Task to complete: Reproduce only the data below, starting at the line containing "Check that every instance of the bird's leg" and ending at the line containing "227], [29, 174]]", both lines included. Scale every keypoint coordinate in the answers by 2.6 and round to whole numbers with halves rounded up, leaving the requests and their format samples unchanged.

Given data:
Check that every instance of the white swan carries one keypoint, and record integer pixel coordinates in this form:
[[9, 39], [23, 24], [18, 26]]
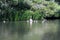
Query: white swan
[[44, 20]]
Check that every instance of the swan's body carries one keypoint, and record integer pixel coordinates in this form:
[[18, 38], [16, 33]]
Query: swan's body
[[44, 20], [31, 20]]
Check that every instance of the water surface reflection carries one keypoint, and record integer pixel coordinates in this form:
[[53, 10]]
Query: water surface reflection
[[24, 31]]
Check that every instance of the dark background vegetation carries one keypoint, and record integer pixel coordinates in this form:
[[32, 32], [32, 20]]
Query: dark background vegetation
[[22, 10]]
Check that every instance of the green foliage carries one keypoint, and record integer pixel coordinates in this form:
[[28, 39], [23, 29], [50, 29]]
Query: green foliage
[[21, 10], [26, 15]]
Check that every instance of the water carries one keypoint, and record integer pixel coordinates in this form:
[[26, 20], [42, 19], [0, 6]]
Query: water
[[48, 30]]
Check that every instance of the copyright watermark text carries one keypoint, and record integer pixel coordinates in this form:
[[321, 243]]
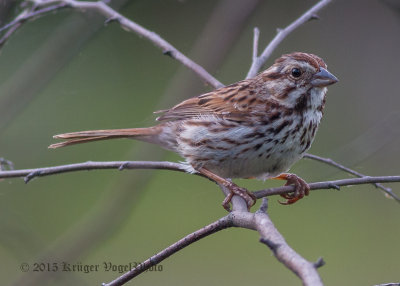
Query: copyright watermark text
[[86, 268]]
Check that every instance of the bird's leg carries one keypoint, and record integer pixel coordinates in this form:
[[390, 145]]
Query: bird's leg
[[234, 189], [301, 188]]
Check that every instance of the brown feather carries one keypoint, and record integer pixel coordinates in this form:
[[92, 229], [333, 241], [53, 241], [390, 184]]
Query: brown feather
[[234, 102]]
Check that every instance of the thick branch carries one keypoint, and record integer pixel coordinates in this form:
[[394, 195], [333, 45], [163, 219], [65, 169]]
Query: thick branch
[[44, 6], [305, 270], [260, 222], [258, 62], [214, 227], [29, 174]]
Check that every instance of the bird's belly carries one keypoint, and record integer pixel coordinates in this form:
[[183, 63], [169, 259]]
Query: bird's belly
[[238, 151]]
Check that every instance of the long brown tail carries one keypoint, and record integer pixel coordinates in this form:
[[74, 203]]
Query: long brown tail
[[144, 134]]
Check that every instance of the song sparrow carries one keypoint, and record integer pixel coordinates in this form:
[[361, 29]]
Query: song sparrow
[[256, 127]]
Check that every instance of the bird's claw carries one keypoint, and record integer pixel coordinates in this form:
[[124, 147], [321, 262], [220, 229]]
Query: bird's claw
[[301, 188], [248, 196]]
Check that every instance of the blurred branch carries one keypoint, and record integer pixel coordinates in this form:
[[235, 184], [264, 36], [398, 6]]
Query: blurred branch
[[258, 62], [258, 221], [29, 174], [28, 13], [44, 6], [4, 164], [388, 191]]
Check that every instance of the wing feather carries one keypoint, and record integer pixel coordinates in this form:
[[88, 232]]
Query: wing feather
[[234, 102]]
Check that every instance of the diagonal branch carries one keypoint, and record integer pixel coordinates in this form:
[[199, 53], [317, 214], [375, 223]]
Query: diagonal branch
[[258, 62], [45, 6], [388, 191], [212, 228], [258, 221], [29, 174]]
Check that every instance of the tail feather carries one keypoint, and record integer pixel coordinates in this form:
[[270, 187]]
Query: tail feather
[[96, 135]]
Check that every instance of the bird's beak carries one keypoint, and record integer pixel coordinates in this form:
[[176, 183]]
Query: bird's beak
[[323, 78]]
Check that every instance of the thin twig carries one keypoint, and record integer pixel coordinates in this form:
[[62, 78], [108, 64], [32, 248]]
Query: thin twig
[[129, 25], [329, 161], [4, 164], [29, 174], [260, 222], [256, 37], [329, 185], [24, 16], [305, 270], [282, 34], [212, 228]]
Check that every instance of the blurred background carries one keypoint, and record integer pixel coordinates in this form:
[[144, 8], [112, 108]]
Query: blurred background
[[67, 71]]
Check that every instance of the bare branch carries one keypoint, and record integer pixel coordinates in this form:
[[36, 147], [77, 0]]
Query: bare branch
[[305, 270], [214, 227], [29, 174], [329, 185], [129, 25], [282, 34], [329, 161], [260, 222], [25, 15], [255, 43], [4, 164]]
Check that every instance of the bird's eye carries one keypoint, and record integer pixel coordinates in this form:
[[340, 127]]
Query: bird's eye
[[296, 72]]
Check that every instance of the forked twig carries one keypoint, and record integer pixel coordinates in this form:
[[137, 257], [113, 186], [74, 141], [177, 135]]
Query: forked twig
[[310, 14]]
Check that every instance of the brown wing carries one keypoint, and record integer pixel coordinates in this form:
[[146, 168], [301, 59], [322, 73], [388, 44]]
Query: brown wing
[[234, 102]]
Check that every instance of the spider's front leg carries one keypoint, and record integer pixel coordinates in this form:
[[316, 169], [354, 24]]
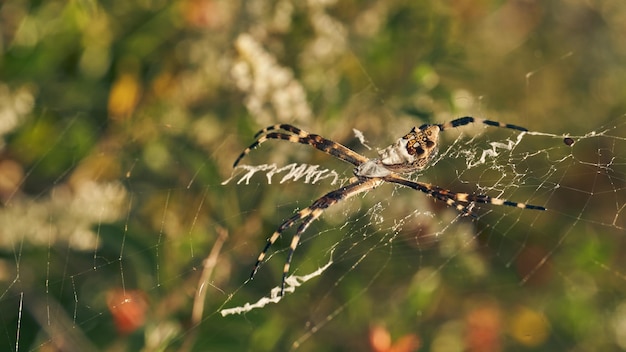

Answer to this task:
Check that every instance of the bird's leg carries one keypoint, and record integer pixel coordinates in this form:
[[390, 145]]
Query: bird's leg
[[608, 491], [783, 489]]
Check that every instance of the brown feather carries one keypoint, and record integer pixel coordinates in this form:
[[92, 229], [333, 241], [53, 241], [390, 184]]
Query: brown feather
[[608, 265]]
Check that every instance of the thick branch carries one keypoint, and record integer pixel coordinates in this form:
[[394, 195], [333, 45], [163, 219], [65, 169]]
Query: thick branch
[[114, 16], [793, 702], [676, 577], [671, 161], [556, 590], [75, 452]]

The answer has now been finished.